Can you print every record below exactly as written?

Input data below:

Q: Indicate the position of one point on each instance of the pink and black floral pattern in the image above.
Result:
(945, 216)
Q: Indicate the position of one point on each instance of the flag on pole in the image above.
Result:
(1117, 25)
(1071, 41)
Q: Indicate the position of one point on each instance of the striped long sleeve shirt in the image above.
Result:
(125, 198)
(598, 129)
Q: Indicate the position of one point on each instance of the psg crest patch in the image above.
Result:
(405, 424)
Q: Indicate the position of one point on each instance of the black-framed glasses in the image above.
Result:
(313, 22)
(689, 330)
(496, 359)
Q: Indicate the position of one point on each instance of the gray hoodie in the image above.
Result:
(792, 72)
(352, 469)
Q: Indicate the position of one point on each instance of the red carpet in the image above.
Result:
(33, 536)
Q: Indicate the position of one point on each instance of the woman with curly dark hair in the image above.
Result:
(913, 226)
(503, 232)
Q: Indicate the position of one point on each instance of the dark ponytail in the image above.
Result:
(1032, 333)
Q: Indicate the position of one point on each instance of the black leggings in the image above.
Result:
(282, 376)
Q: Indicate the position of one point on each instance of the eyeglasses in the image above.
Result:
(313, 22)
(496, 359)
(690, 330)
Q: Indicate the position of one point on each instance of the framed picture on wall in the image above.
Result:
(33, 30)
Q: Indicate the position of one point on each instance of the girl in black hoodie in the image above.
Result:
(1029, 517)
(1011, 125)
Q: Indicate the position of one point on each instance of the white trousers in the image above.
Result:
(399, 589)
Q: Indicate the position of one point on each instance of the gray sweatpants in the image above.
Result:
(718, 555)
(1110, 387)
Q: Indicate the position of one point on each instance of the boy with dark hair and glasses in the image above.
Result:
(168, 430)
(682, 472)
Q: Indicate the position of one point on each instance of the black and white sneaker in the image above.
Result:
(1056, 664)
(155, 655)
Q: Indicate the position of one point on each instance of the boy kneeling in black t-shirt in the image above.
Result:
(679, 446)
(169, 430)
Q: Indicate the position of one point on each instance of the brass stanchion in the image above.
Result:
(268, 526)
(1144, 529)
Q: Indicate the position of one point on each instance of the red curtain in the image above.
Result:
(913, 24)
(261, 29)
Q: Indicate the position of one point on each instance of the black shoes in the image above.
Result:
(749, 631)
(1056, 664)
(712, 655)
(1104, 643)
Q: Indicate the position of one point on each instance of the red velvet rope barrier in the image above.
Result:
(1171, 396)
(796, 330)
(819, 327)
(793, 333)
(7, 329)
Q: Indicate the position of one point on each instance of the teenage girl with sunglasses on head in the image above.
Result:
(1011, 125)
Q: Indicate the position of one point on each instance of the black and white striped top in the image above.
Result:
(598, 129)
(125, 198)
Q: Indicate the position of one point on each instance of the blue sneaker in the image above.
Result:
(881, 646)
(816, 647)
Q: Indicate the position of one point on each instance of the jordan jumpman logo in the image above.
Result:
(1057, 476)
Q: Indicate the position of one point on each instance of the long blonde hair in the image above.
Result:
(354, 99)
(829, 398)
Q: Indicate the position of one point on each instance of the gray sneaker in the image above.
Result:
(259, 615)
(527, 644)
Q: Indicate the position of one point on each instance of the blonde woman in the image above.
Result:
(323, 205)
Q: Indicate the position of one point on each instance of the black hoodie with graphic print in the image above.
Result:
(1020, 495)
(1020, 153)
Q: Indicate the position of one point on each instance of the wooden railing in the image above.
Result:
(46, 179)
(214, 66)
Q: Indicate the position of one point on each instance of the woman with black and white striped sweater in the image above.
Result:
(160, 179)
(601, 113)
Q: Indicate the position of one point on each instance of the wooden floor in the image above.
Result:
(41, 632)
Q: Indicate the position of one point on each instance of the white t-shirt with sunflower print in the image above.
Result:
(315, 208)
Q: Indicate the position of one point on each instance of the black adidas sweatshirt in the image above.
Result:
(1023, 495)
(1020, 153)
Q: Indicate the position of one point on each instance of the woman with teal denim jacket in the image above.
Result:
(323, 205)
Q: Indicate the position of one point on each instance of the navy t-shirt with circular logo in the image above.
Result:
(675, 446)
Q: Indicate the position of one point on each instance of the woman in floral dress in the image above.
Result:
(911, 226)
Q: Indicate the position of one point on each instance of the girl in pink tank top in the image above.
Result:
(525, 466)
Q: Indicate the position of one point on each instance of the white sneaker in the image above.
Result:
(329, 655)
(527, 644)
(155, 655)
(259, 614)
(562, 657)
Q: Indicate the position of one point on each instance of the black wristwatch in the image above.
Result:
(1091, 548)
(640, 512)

End of Input data.

## Exercise solution
Q: Indicate the position of one point on each instance of the pink and black floral pattern in the image above.
Result:
(945, 216)
Q: Indicate the position of one point on each instance of the flag on pole in the image above.
Result:
(1117, 25)
(1071, 41)
Q: Indicate the position of one point on each instance of the striped long sleeve shirt in the image above.
Result:
(125, 198)
(598, 129)
Q: Indicate the position of one point on each instance of the psg crest patch in the image above.
Result:
(405, 424)
Q: Indicate the position of one point on each instance of the black-framed glasses in the image above.
Result:
(313, 22)
(689, 330)
(496, 359)
Q: Indicate the position of one point on each instance of the gray hoodie in the image above.
Result:
(792, 72)
(352, 469)
Q: Indicate the position of one point on each instance of the red carpet in the image above.
Result:
(33, 536)
Q: Indicate the position of one point on each instance of the woman with curly dark hair in the image above.
Result:
(913, 226)
(503, 232)
Q: Indicate the position of one point on each instance of the dark ponytail in the image above.
Result:
(1032, 333)
Q: Indicate the position of one point on each instance of the black leggings in the image above.
Result:
(282, 376)
Q: Indicate the position of one point on each instance of the eyeglasses in the image above.
Result:
(313, 22)
(496, 359)
(690, 330)
Q: Indicate the position of one point on each instance of the framed picture on wall in the image above.
Result:
(33, 30)
Q: Indicate the position of one point on each instance of the girl in black hoodie in the image above.
Result:
(1029, 517)
(1011, 125)
Q: Indicate the position of one point on each instance of the white trousers in the image above.
Result:
(399, 589)
Q: Indicate the position of one point on each instance of the gray sweatpants in the image above.
Result:
(718, 555)
(1110, 387)
Q: Indicate the position of one point on each instance of the boy with dark hair and glasses in the image above.
Result:
(168, 430)
(682, 472)
Q: Indicate the position of one point on each instance of the black and white sneaker in the image above.
Result:
(1056, 664)
(155, 655)
Q: Indicate the position of one point on each instance of the boy kneeling in black t-shirt in the image above.
Result:
(679, 446)
(169, 430)
Q: Indicate the position of one point on each instance of the brass stanchion in the image above.
Result:
(268, 526)
(1144, 529)
Q: Indicate the position of one point on each instance of the red curtain in the image above.
Result:
(913, 24)
(261, 29)
Q: Indicate the position of one point on each instance of the black shoes in the image above.
Result:
(749, 631)
(1056, 664)
(712, 655)
(1104, 643)
Q: Indicate the position of one point on each instance of the red velvet rope barrier in the image above.
Result:
(1171, 396)
(796, 330)
(819, 327)
(793, 333)
(7, 329)
Q: Indicate the position of one point on each instance of the teenage girl with sunglasses on head in the image above.
Result:
(1011, 125)
Q: Indicate the position of one point on each instance of the black and white striped top in the image above.
Result:
(598, 129)
(125, 198)
Q: Indicate the position of one point on each instance of the blue sneaker in the image above.
Result:
(881, 646)
(816, 647)
Q: Indicate the position of one point on each instance of the jordan jumpman logo in the image above.
Result:
(1057, 476)
Q: Indicate the position of one point on each instance of the long blonde hair in the image above.
Result:
(354, 99)
(829, 398)
Q: Indicate the position of one point on each instance of the gray sneaker in the image above.
Result:
(259, 615)
(527, 644)
Q: Indicate the position of one point on each instance of the blonde woman in the image above.
Result:
(323, 205)
Q: Indicate the position of one point on each instance of the black hoodie with graphic print in the image above.
Result:
(1020, 495)
(1020, 153)
Q: Indicate the position of one point on each instance of the wooden railing in the image above.
Result:
(46, 179)
(214, 66)
Q: Indicate the position of one point on each instance of the woman with black and white striped sweater in the image above.
Result:
(160, 179)
(601, 113)
Q: Indicate the position of one point on each instance of the wooden floor in the image above.
Result:
(41, 632)
Q: Indicate the position of one point on each instance of the white t-shirt with sunflower print in the image above.
Result:
(315, 208)
Q: Indicate the position of one point on each instance of the black adidas sweatshirt in the image above.
Result:
(1023, 495)
(1020, 153)
Q: Indicate the position of one point on each instance of the woman with teal denim jacket in the image above.
Result:
(323, 205)
Q: Indicate the position of one point on each instance of the navy t-shirt with circular logo in the image above.
Result:
(675, 446)
Q: Indicate the position of one point on each instance of the woman in floral dress in the image above.
Result:
(911, 226)
Q: Indicate the position of one point on each instance of the girl in pink tank top in the image above.
Result:
(525, 466)
Q: Indicate the position of one point on each instance of the white sneaker in the image above.
Result:
(329, 655)
(527, 644)
(155, 655)
(259, 614)
(562, 657)
Q: Indicate the position of one point on each instance of the black wristwatch in the image above.
Result:
(1091, 548)
(640, 512)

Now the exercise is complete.